Data provided:

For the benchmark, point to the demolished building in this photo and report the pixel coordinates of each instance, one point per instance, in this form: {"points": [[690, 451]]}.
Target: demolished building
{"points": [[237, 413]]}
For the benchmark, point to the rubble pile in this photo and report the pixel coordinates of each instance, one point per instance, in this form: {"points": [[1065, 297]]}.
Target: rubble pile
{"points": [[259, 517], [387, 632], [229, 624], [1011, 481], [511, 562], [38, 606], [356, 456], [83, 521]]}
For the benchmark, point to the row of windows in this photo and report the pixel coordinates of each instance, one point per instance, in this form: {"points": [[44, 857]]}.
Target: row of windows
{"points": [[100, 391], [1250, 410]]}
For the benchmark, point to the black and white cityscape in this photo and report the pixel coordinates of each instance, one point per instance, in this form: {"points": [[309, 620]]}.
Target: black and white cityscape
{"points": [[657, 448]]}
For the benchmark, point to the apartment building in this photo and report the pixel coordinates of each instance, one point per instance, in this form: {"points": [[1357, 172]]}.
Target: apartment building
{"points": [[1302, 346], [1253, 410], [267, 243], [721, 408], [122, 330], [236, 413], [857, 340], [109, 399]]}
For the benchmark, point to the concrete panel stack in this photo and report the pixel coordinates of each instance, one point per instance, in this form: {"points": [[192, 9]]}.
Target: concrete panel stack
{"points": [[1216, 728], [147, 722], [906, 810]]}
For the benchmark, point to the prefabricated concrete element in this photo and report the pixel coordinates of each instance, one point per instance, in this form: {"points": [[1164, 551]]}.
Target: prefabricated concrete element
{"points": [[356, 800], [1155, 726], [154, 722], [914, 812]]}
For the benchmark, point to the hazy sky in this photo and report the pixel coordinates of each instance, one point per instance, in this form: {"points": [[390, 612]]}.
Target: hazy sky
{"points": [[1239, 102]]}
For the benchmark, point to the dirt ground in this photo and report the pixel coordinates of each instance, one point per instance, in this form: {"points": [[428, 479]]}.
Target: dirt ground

What you have to do: Could you reproduce all of the items above with "pixel coordinates" changed to "image coordinates" wherever it appears, leaving everything else unchanged?

Final answer:
For the benchmark, point to the demolished building in this photo and report the image coordinates of each instance, one point per instance, in this form: {"points": [[690, 451]]}.
Target: demolished building
{"points": [[237, 413]]}
For the benchmark, point to the rubble pile in this photo and report the image coordinates of each instance, one point per instance, in this form: {"points": [[1065, 297]]}.
Target: rubble pile
{"points": [[259, 517], [387, 632], [229, 624], [1011, 481], [511, 562], [38, 606], [356, 456], [83, 521]]}
For the benchmark, point to the row of windows in this photo and report the image coordinates of each instance, one point per instance, in this form: {"points": [[44, 857]]}.
Target: row of windows
{"points": [[100, 391], [1250, 410]]}
For the benchmark, point to the black and white cityscape in this photo and report the image coordinates of each instance, one point per instance, in this form: {"points": [[309, 620]]}.
Target: black and white cityscape
{"points": [[657, 448]]}
For the benchmark, point to the apartment building in this photo and report the image coordinates of each instance, one point per instance, in this form: {"points": [[1357, 172]]}.
Target: apartment building
{"points": [[1302, 346], [1253, 410], [267, 243], [721, 408], [122, 330], [236, 413], [857, 340], [109, 399]]}
For the benchmark, point to the concrete panel stack in this photo and report the image coordinates of each instance, one point per instance, in this form: {"points": [[192, 9]]}.
Target: concrete panel stack
{"points": [[1216, 728], [147, 722], [906, 810]]}
For the benchmark, point to the prefabricated concrete element in this photo and report the image coordinates of each instance, one point per instance, in this form: {"points": [[1164, 551]]}.
Target: prefabricated concrete element
{"points": [[356, 800], [1155, 726], [154, 722], [914, 812]]}
For the benchmark, point to the hazy sky in this photo and report the image coordinates of each instance, one point per instance, in this form: {"points": [[390, 612]]}.
Target: hazy sky
{"points": [[1239, 102]]}
For the benchmark, point to the dirt ground in this photo and report the image coordinates of each instance, one point per instance, in this form: {"points": [[428, 479]]}.
Target: dirt ground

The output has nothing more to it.